__What the task requires__: From the material below, copy out each line with the word "approximate" in it.

__Raw data__:
╔══
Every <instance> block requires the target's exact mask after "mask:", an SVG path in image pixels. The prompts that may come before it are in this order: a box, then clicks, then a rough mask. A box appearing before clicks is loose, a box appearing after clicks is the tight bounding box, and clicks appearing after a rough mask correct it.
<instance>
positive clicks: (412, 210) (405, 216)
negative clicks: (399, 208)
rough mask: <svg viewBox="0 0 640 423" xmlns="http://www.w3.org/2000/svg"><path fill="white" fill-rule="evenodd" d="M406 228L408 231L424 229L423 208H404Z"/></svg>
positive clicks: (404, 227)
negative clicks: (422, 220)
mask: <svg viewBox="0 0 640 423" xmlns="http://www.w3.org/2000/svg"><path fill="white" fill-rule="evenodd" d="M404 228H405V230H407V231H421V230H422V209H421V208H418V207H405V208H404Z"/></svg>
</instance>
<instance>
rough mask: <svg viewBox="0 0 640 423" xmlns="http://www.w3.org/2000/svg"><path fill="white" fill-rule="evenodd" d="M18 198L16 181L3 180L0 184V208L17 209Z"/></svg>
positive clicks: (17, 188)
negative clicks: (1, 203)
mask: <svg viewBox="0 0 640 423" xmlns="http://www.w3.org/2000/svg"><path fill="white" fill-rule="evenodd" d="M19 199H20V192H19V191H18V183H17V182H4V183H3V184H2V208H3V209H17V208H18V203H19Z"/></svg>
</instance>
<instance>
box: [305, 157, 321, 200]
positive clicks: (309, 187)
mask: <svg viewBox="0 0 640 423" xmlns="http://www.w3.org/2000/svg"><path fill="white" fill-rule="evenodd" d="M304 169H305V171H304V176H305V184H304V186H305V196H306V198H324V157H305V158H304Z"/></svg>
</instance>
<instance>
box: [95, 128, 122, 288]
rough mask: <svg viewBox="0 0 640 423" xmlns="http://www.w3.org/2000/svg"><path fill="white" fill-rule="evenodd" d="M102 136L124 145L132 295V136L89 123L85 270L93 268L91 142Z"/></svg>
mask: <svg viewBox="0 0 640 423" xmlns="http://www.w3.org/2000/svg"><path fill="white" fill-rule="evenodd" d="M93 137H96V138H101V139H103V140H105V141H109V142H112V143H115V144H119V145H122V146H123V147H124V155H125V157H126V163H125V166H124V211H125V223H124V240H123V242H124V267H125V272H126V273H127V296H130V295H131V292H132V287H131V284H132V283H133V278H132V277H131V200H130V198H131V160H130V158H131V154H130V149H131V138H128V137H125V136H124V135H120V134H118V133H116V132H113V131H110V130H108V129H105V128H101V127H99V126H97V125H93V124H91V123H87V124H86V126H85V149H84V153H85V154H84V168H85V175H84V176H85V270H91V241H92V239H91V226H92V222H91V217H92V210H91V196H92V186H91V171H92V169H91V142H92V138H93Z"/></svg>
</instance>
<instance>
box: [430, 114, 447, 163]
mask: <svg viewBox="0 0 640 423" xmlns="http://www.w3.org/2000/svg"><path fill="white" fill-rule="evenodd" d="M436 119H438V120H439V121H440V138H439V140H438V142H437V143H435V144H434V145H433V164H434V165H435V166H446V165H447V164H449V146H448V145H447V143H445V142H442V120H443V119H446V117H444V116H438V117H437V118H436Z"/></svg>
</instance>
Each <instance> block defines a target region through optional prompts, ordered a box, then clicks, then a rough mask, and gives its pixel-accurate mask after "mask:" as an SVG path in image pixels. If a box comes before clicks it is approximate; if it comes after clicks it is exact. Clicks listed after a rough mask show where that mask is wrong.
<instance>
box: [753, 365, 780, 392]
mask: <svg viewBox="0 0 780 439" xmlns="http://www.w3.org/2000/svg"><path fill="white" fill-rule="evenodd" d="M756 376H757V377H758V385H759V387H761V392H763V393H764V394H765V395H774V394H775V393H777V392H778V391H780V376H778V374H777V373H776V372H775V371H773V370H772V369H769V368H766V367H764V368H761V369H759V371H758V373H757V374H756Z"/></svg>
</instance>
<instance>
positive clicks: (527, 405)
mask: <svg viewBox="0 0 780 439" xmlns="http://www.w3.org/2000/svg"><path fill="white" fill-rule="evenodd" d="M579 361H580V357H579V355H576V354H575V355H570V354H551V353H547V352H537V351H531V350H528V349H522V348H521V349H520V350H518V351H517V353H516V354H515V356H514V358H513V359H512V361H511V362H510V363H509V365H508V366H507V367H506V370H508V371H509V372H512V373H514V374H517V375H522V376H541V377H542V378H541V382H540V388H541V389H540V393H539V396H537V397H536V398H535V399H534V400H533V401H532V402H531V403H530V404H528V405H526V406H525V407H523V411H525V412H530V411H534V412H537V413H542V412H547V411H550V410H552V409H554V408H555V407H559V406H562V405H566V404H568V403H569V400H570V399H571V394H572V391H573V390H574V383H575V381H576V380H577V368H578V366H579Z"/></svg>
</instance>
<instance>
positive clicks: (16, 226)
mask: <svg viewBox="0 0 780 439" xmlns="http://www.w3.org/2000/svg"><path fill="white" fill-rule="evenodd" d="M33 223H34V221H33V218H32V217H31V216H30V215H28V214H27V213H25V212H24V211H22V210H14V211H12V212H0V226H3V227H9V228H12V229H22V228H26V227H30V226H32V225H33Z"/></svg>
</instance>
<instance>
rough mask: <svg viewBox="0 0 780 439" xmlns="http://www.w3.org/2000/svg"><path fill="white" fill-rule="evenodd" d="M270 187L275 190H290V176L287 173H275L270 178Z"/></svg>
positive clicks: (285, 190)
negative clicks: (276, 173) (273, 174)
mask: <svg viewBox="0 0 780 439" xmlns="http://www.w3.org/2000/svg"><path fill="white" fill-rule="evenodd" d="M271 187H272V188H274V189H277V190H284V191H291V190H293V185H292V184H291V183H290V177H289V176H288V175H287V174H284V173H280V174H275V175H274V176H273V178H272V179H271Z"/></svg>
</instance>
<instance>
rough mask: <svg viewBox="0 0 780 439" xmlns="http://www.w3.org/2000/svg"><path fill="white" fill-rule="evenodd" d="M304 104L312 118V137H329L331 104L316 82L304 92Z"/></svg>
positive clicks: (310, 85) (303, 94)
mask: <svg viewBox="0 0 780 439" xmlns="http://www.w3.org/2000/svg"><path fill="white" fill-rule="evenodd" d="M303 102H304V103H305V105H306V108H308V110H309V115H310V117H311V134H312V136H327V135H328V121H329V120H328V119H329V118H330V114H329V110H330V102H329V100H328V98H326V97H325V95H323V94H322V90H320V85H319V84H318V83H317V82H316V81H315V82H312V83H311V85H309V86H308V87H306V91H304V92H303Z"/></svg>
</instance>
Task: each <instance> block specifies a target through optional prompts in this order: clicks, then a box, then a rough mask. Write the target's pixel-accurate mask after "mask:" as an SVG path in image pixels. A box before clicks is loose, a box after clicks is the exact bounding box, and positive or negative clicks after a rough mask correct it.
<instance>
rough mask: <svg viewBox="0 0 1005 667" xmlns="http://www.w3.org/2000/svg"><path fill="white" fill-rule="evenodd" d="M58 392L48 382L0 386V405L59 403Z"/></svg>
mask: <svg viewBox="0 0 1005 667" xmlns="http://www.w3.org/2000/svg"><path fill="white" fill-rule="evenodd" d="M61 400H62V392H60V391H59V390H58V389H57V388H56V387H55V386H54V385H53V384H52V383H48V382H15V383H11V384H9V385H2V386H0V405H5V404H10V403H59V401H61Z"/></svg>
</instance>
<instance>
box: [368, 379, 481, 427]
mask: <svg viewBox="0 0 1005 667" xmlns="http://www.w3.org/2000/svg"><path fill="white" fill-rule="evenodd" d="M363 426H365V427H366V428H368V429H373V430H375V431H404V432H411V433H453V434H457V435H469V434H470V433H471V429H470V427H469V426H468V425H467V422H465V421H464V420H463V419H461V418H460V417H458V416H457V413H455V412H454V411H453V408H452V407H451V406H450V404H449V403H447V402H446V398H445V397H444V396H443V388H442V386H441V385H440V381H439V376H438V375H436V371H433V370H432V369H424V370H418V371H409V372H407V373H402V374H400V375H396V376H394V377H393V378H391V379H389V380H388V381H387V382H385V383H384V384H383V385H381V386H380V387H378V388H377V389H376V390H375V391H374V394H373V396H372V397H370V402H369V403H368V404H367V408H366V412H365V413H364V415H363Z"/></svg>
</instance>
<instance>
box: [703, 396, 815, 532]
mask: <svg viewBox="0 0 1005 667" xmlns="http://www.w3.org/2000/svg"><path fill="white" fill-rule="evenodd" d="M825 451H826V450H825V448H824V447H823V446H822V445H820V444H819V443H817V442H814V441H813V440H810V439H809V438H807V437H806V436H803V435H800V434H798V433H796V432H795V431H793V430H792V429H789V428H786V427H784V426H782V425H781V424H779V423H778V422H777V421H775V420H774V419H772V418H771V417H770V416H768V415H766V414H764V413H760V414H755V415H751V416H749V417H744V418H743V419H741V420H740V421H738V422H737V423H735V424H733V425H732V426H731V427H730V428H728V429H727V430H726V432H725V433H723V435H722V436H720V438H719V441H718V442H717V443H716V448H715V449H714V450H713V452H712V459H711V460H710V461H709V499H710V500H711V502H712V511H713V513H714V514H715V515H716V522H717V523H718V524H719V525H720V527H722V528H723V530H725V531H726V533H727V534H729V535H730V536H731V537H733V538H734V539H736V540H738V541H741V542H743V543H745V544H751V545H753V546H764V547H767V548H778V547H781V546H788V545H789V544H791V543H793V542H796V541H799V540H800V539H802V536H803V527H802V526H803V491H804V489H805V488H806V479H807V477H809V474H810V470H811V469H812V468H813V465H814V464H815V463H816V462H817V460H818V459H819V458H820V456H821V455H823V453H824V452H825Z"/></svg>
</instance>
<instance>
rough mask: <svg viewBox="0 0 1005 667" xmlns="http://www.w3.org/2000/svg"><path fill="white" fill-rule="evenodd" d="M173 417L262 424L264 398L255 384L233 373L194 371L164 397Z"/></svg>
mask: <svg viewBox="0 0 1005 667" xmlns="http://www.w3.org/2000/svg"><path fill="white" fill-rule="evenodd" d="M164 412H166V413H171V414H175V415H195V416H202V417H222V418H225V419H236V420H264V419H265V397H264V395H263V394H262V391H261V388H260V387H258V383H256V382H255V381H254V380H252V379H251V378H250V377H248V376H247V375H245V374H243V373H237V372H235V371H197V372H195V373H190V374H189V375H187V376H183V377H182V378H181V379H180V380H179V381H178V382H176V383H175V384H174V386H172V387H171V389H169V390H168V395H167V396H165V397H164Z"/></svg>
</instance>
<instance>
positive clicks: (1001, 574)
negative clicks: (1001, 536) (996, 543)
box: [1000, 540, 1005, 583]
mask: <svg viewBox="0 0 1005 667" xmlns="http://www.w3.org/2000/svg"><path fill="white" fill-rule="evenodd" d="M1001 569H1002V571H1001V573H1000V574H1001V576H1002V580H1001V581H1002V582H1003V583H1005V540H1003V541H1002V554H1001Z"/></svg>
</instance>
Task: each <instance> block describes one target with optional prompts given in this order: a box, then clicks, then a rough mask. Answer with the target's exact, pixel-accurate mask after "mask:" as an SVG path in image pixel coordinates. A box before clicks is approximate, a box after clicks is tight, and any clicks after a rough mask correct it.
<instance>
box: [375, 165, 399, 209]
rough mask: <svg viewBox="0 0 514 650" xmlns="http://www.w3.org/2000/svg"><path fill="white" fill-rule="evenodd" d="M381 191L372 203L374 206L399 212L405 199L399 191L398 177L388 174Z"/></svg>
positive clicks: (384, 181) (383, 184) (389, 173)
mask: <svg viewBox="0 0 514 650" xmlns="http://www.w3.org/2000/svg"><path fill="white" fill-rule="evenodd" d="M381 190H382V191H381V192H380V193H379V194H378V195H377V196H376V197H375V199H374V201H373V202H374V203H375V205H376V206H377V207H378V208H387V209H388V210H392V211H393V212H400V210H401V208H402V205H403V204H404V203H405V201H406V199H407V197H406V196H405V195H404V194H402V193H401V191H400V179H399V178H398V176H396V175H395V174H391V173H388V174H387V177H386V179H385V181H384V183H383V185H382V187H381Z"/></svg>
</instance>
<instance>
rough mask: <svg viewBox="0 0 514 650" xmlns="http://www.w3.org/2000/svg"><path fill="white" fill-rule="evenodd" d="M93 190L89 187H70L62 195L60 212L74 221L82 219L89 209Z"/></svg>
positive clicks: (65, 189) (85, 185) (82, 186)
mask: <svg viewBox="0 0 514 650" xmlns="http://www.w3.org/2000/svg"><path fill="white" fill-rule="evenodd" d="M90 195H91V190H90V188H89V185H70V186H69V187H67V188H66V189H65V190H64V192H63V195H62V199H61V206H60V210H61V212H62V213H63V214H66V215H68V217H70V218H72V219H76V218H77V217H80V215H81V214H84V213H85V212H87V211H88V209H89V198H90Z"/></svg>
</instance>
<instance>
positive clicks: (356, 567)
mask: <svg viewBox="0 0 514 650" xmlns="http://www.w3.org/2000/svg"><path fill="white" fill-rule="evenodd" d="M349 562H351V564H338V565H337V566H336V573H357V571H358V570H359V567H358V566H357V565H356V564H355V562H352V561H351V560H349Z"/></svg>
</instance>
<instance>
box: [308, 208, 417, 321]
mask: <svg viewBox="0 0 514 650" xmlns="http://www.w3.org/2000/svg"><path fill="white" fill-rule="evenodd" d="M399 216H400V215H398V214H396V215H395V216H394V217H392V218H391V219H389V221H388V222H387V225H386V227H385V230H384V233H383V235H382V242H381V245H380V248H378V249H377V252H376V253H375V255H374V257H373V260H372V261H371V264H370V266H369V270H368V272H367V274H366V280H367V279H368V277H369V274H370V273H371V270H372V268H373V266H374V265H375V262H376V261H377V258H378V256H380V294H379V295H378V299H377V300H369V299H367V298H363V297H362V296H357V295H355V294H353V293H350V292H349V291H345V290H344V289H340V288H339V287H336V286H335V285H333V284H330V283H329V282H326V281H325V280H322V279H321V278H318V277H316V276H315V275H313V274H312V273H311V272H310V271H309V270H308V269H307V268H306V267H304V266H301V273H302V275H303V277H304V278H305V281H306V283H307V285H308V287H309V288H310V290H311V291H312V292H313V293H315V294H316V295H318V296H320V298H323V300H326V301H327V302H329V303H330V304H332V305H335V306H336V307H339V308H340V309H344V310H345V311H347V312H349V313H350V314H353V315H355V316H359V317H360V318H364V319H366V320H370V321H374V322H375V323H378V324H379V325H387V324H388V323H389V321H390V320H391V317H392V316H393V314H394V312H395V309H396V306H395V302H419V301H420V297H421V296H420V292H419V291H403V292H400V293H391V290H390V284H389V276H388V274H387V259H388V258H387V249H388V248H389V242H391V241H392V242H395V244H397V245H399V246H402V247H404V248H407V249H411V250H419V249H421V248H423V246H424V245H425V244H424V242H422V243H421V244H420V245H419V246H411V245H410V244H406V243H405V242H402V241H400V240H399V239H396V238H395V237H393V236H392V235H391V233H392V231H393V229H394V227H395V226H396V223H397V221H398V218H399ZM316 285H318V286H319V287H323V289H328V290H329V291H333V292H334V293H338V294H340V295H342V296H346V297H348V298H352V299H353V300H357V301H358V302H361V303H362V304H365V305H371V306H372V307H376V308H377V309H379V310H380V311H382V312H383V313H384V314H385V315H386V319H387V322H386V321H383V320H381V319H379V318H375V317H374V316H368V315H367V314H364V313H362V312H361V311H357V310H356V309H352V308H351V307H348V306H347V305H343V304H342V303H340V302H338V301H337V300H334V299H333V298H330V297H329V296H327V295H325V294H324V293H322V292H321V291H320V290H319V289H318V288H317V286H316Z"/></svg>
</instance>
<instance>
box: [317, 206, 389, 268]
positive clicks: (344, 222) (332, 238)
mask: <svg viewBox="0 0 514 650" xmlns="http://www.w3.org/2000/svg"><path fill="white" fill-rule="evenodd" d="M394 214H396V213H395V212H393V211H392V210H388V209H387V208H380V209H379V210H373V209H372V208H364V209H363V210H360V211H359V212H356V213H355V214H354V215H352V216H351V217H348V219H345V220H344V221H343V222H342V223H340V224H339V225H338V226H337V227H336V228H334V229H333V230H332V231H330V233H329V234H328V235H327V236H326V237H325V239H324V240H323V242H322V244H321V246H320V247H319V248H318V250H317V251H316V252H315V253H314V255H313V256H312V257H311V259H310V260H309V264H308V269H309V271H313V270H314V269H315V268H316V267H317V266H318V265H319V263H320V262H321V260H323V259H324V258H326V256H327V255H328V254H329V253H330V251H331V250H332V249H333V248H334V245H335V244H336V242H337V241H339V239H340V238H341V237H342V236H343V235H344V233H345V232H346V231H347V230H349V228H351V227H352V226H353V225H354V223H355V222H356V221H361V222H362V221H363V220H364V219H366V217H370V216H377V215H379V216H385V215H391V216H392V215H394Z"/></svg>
╚══
__Solution__:
Each <instance> block defines a target region through optional prompts, ordered a box, then clicks, then a rough mask, and gives its pixel-accurate mask after "mask:" as an SVG path in image pixels. If a box comes before clicks it is approximate; if it comes after clicks it is exact. Clicks listed after a rough mask show where that mask is wrong.
Task: each <instance> block describes one target with optional prompts given in this order: a box, then clicks, then a rough mask. Answer with the target's exact, pixel-accurate mask after "mask:" as an SVG path in image pixel coordinates. A box before clicks is approximate, a box after clicks is tight, and any clicks after a rough mask correct it.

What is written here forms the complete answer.